Travail demandé:
1. Dans l'extrait de la discussion de forum, reformulez plus brièvement le paragraphe qui commence par « normalement en activant le usb masse storage » en conservant ses faits principaux.
2. Reprenez la discussion de forum sur la configuration USB du noyau après son dernier message et écrivez la suite.

Extrait du texte:

La clé est branché directement sur la carte mère, le résultat est le même sur tous les ports. J'utilise ma clé sans cabke, elle n'en a pas besoin.

(je viens d'éditer le titre)

Cordialement,

----------

## boozo

'alute

normalement en activant le usb masse storage tu devrais avoir le scsi disk support d'activé mais vérifie quand même car il semblerait que ce périf ne pose pas de problèmes particuliers (...si ce n'est l'oubli d'un "=" dans les rules du dernier udev mais là c'est une autre histoire   :Mr. Green:  )

----------

## guilc

Donc si on récapitule, il te faut :

CONFIG_USB_UHCI_HCD PAS CONFIG_USB_OHCI_HCD qui ne correspond pas a ton matos et est incompatible

CONFIG_USB_EHCI_HCD éventuellement (pour le support usb2, pas obligatoire, ça va juste plus vite  :Smile: )

CONFIG_USB_STORAGE

CONFIG_SCSI

CONFIG_BLK_DEV_SD

Si tu as tout ça, ça devrait vraiment être bon

Bien sur, si ils sont en modules, pense à les charger  :Wink: 

----------

## Rewolution

Salut boozo  :Smile: 

Bon je suis un boulet j'avais cherché avec cle usb usb key et autre sans le nom de ma cle... Cependant je ne trouve rien de supper sur le lien. 

Mon kernel semble ok je pense ?

<M> Support for Host-side USB

[*]   USB device filesystem

<M>   EHCI HCD (USB 2.0) support

<M>   OHCI HCD support

<M>   UHCI HCD (most Intel and VIA) support

<M> USB Mass Storage support

<*> SCSI device support

<*>   SCSI disk support

Pour la version complete : http://membres.lycos.fr/ftpgdb1881/config

En ce qui concerne udev je n'ai jamais touché personnellement aux règles de ce dernier. A moins que tu parles d'un bug connu ? Si oui pourrais tu m'en dire un peut plus ? 

Cordialement,

EDIT : Comme guilc a posté pendant que j'écrivais mon message : 

Il semblerai que j'ai bien CONFIG_USB_OHCI_HCD... mais en module. Puis-je le désactiver d'une maniere ou d'une autre sans à avoir à me refaire un nouveau kernel. Pour les modules qu'il faut charger, saurais tu me dire qu'elles sont leurs nom ?

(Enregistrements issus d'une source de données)
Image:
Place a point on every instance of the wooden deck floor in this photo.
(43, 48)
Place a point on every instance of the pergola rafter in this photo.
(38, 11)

Réponses:
1. L'activation de USB Mass Storage devrait normalement activer aussi SCSI disk support, mais il faut le vérifier. Ce périphérique ne semble pas poser de problème particulier, à part l'oubli d'un « = » dans les règles du dernier udev, ce qui est une autre histoire.

2.
Pour mon lsmod : http://membres.lycos.fr/ftpgdb1881/lsmod (oui c'est moche, y'en a pas la moitié qui me servent mais bon... pas envit de tout casser)

Merci d'avance.Last edited by Rewolution on Tue Dec 05, 2006 9:14 pm; edited 1 time in total

----------

## Temet

Dites, moi je mets les drivers USB en dur ... il se chargent tout seul en modules???

----------

## guilc

Pas sur qu'ils se chargent tout seul... JE sais pas, j'ai tout en dur aussi  :Smile: 

Pour ne pas avoir ohci, puisque tu l'as en module, il suffit de s'assurer que le module n'est pas chargé (lsmod)

Et le nom exact des modules, ayant tout en dur, je vais avoir du mal a te renseigner  :Smile: 

A priori, je dirais :

- uhci_hcd

- ehci_hcd

- usb_storage

- sd_mod

----------

## Rewolution

 *guilc wrote:*   

> Pas sur qu'ils se chargent tout seul... JE sais pas, j'ai tout en dur aussi 
> 
> Pour ne pas avoir ohci, puisque tu l'as en module, il suffit de s'assurer que le module n'est pas chargé (lsmod)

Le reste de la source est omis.